Document extract:
** begin **

One that stands out for me was in the September of last year when the Orchestra of Opera North played Brahms Piano Concerto No.1 and Berlioz Symphonie Fantastique. The pieces complimented themselves paradoxically in their opposition to each other. The opening of the Brahms was immense and I was blown over by the last movement of the Berlioz. They both are pieces that need to be heard live.


----------



## Pieck (Jan 12, 2011)

Today I listened to Maisky in concert plays Variations on a Rococo Theme, and Kol Nidrei. Was excellent.


----------



## Nix (Feb 20, 2010)

Levin conducting the BSO playing Mahler 2 was pretty amazing. Also recently attended a concert with 2 NEC alumni string quartets- one playing Haydn 74, the other Beethoven Op. 131, and then combining to play the Mendelssohn Octet. Awesome performances with the added perk of it being free.


----------



## Alrapo (Mar 18, 2011)

** end **

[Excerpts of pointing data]
** begin **

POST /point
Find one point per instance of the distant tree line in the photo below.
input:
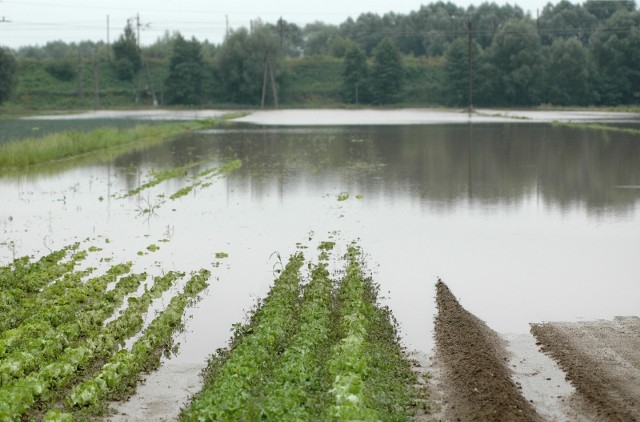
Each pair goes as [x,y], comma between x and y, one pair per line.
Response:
[568,54]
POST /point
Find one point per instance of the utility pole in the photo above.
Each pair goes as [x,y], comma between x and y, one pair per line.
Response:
[268,72]
[96,79]
[470,69]
[138,26]
[108,39]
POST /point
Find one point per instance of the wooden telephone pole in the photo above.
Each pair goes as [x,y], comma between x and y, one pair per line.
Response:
[469,69]
[268,70]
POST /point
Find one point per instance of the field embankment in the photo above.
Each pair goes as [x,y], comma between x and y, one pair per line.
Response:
[602,361]
[477,381]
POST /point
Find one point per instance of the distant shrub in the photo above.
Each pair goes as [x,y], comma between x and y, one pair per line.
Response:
[62,70]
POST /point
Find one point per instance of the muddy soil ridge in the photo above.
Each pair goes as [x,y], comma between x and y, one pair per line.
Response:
[476,379]
[601,360]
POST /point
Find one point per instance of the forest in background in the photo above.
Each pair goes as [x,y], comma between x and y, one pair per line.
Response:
[569,55]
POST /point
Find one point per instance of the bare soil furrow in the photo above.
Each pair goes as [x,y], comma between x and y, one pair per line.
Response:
[602,361]
[476,380]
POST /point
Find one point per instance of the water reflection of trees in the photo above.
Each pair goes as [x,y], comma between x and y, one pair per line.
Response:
[441,164]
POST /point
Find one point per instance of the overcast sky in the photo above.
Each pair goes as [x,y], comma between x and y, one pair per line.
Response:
[35,22]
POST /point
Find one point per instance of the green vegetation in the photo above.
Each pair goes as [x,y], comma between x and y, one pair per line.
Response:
[67,145]
[595,126]
[8,68]
[572,54]
[55,343]
[319,350]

** end **

What this exercise asks:
A: Copy out the entire forum thread on memorable concerts word for word, without changing anything.
B: State only the number of lines in the records that contain the string "soil". Matching is case-sensitive.

Responses in order:
A:
One that stands out for me was in the September of last year when the Orchestra of Opera North played Brahms Piano Concerto No.1 and Berlioz Symphonie Fantastique. The pieces complimented themselves paradoxically in their opposition to each other. The opening of the Brahms was immense and I was blown over by the last movement of the Berlioz. They both are pieces that need to be heard live.


----------



## Pieck (Jan 12, 2011)

Today I listened to Maisky in concert plays Variations on a Rococo Theme, and Kol Nidrei. Was excellent.


----------



## Nix (Feb 20, 2010)

Levin conducting the BSO playing Mahler 2 was pretty amazing. Also recently attended a concert with 2 NEC alumni string quartets- one playing Haydn 74, the other Beethoven Op. 131, and then combining to play the Mendelssohn Octet. Awesome performances with the added perk of it being free.


----------



## Alrapo (Mar 18, 2011)

B: 2